▶ Written task
Rewrite the listing from the line containing "If you would be so good as to mark the green" through the end of the listing, inclusive, replacing "most helpful" with "much appreciated" and keeping everything else unchanged.

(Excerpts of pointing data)
::::
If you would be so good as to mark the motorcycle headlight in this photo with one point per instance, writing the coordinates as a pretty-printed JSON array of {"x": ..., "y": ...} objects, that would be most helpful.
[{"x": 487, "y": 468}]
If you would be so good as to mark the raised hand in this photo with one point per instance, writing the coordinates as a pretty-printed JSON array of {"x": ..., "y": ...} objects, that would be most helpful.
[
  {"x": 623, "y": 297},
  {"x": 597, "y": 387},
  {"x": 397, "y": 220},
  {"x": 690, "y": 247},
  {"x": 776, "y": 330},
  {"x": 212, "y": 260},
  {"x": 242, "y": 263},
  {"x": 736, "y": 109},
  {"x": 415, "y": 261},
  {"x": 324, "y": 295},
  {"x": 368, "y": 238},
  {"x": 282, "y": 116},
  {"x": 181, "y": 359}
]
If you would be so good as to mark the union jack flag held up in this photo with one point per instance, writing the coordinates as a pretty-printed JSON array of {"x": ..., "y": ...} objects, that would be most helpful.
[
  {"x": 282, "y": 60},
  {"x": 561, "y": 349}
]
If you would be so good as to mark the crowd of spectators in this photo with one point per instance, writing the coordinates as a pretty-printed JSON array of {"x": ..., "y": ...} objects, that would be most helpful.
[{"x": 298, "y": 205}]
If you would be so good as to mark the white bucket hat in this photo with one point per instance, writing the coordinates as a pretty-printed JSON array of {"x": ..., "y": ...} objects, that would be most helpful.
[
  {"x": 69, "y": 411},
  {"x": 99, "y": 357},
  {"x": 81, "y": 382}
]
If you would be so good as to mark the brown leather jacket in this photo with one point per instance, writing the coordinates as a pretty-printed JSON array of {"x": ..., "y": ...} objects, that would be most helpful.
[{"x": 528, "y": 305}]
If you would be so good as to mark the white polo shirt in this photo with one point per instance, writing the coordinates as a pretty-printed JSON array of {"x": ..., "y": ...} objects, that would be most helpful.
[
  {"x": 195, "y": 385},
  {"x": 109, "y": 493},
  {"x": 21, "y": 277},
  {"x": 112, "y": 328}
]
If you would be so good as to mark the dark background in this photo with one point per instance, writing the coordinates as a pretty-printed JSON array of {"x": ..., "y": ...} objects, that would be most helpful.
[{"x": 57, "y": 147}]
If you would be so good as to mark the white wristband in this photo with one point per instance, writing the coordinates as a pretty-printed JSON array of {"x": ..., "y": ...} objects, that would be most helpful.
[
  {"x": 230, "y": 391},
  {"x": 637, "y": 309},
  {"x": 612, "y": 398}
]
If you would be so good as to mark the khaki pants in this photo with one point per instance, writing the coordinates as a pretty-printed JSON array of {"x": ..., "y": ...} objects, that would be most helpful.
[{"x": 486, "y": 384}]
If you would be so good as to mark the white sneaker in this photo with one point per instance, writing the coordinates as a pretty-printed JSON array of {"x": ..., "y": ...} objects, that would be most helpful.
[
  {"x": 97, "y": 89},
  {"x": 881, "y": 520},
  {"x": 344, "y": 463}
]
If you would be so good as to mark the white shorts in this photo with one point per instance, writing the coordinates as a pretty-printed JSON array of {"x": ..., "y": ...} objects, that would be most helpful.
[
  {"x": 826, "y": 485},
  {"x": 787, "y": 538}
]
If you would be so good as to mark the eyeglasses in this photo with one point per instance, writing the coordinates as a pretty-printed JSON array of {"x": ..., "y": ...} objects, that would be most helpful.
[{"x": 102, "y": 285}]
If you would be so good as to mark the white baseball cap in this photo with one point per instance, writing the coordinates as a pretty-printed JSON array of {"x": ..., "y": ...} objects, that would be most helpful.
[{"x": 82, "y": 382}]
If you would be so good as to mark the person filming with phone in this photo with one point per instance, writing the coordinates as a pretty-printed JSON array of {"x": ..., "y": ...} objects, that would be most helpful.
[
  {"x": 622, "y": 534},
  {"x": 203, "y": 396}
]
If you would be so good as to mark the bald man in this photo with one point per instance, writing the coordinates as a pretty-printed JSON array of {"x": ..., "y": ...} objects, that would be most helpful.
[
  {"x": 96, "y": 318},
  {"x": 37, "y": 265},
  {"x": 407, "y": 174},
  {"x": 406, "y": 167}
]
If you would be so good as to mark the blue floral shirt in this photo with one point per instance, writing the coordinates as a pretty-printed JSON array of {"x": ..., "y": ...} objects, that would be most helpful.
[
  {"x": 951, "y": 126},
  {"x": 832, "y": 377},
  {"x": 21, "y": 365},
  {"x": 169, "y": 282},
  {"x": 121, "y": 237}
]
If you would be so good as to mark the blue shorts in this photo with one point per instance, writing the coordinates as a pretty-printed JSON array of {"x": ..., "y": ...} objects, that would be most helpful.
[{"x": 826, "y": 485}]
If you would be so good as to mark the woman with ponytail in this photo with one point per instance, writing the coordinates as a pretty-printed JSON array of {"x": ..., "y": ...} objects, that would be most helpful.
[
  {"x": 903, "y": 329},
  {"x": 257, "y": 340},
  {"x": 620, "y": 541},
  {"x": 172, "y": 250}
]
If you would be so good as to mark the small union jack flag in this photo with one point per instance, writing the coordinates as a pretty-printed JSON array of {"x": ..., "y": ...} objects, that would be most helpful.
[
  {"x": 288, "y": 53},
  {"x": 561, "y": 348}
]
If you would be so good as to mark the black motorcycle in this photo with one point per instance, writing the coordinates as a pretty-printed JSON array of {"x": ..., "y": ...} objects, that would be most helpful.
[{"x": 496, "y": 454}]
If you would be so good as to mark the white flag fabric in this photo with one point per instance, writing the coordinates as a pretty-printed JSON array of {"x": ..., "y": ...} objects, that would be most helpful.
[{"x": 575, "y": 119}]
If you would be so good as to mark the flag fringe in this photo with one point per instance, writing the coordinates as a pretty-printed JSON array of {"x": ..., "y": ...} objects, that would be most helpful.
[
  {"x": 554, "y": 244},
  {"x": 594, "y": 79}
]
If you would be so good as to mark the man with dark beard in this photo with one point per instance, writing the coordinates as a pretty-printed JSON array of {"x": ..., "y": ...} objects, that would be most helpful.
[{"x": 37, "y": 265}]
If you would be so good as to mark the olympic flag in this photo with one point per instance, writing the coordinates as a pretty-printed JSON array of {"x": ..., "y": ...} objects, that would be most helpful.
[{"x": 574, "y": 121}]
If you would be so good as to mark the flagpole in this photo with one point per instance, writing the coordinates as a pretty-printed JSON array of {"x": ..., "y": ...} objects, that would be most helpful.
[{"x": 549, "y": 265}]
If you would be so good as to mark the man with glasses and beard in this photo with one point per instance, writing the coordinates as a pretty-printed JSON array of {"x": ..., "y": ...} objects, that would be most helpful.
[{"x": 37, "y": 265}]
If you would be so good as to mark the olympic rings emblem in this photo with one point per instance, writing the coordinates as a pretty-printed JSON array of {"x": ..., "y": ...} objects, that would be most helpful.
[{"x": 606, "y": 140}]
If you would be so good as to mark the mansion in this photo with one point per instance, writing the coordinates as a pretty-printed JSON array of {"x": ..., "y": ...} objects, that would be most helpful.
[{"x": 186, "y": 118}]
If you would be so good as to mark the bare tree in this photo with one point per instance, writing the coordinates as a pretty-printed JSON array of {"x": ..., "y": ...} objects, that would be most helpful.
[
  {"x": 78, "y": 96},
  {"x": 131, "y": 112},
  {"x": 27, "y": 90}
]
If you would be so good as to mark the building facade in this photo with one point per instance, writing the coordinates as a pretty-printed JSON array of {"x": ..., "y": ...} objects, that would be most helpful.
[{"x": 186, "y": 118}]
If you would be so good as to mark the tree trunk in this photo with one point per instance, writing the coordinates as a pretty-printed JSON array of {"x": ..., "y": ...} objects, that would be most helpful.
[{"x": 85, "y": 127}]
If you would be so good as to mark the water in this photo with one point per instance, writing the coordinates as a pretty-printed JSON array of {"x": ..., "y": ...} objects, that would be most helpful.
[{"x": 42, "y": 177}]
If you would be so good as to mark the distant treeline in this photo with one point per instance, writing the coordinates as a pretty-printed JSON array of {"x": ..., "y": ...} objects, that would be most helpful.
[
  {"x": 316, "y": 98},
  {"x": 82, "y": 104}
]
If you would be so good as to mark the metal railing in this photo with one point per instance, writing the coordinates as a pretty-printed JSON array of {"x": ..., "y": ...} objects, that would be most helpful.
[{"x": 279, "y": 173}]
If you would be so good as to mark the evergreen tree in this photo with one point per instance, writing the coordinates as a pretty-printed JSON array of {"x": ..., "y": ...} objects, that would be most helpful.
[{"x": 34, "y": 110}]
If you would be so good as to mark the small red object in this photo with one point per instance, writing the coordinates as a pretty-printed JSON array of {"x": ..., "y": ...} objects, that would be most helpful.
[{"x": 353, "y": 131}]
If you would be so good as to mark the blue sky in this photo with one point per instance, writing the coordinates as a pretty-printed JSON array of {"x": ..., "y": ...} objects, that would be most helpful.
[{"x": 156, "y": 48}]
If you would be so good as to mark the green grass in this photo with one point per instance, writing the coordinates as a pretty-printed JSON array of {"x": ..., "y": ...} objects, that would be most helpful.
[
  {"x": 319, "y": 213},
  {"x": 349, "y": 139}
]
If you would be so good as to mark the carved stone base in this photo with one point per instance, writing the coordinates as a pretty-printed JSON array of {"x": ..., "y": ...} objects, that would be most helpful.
::::
▶ Output
If you would be so good as to mark the green grass in this photo with one point per instance, writing the coordinates as a pretty-printed JSON array of {"x": ..., "y": ...} objects, that would be much appreciated.
[
  {"x": 319, "y": 213},
  {"x": 349, "y": 139}
]
If you would be so good as to mark the carved stone base in this photo with one point per instance, writing the coordinates as a pretty-printed JSON array of {"x": ..., "y": ...} objects, that would be much appreciated.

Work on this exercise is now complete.